In the painting forum thread, what does ProWallGuy use exclusively for ceilings?

::: EXCERPT PROVIDED :::

# Most used products



## aaron61 (Apr 29, 2007)

What paints do you use most often? Interior repaints I've been using Promar 200 Flat on walls, Promar 200 Semi on Trim
I Pay about $25.00 a gallon with tax
Exterior repaints I've been using Loxon, and 2 coats A-100, costs about the same.
I haven't been marking up materials. What do you guys do and use?


----------



## ProWallGuy (Apr 7, 2007)

Most used paint would be Ben Moore Regal Matte for walls, and B.M. Waterborne Impervo for trim.

Most used product overall: GARDZ


----------



## Kelly Painting (Apr 17, 2007)

I've been a Ben Moore regal matt guy for a while... but have been using allot of california 2010 and might start using it more... I pay around $36 a gallon for deep base.... (correction, my customers pay)


----------



## ProWallGuy (Apr 7, 2007)

Kelly Painting said:


> (correction, my customers pay)


:thumbsup:

I also use B.M. Muresco (classic formula) exclusively for ceilings.


----------



## Rich (Apr 26, 2007)

aaron61 said:


> I haven't been marking up materials


???...You are getting materials at a discount for a reason. Most guys are charging 10-50% markup for supplies....you are missing out something fierce.

::: RECORDS SHOWN :::

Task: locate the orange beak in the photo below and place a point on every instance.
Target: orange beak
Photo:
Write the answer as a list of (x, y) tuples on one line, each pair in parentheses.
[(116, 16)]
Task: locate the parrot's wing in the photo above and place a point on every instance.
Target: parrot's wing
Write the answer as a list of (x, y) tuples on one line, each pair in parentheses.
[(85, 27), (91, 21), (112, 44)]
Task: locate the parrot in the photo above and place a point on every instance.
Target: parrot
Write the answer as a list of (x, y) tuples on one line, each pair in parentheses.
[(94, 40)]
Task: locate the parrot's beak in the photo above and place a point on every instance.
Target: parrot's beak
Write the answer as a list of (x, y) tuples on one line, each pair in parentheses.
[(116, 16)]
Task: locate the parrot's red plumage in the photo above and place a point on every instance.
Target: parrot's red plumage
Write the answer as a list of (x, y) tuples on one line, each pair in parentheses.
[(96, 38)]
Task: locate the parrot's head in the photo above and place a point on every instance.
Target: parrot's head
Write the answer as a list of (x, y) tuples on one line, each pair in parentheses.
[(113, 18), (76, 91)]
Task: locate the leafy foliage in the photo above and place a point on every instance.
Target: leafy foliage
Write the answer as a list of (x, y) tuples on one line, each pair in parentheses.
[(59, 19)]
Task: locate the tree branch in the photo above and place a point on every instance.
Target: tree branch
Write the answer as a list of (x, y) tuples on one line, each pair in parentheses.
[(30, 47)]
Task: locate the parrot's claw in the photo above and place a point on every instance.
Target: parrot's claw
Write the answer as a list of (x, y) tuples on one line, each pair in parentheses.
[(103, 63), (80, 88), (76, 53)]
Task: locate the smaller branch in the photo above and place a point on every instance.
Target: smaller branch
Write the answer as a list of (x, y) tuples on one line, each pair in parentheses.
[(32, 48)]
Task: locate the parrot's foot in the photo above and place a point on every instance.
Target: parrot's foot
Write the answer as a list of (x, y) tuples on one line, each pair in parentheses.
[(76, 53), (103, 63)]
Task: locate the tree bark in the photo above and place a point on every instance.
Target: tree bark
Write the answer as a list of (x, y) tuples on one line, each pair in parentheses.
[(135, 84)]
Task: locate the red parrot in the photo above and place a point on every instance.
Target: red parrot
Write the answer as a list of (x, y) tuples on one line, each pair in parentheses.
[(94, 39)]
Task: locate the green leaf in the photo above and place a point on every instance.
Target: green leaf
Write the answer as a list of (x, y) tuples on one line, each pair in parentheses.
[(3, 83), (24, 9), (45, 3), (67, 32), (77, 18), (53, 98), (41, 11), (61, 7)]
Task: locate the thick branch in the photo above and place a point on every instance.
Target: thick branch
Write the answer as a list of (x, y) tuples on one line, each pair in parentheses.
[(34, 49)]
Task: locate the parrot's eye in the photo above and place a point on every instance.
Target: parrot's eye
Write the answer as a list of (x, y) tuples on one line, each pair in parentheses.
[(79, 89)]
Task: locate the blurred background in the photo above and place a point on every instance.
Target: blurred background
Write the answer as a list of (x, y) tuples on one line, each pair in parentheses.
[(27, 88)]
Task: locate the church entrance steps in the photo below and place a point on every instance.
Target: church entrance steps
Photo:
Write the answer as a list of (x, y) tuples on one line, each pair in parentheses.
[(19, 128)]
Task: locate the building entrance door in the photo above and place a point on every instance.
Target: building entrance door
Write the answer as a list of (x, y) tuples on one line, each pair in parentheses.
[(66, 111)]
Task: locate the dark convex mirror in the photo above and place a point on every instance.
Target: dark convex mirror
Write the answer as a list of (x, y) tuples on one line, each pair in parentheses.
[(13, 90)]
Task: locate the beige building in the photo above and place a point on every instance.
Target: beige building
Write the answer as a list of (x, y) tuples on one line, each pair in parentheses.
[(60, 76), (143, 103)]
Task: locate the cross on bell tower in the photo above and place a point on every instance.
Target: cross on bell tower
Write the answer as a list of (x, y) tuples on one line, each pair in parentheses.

:::

SOLUTION —
B.M. Muresco (classic formula).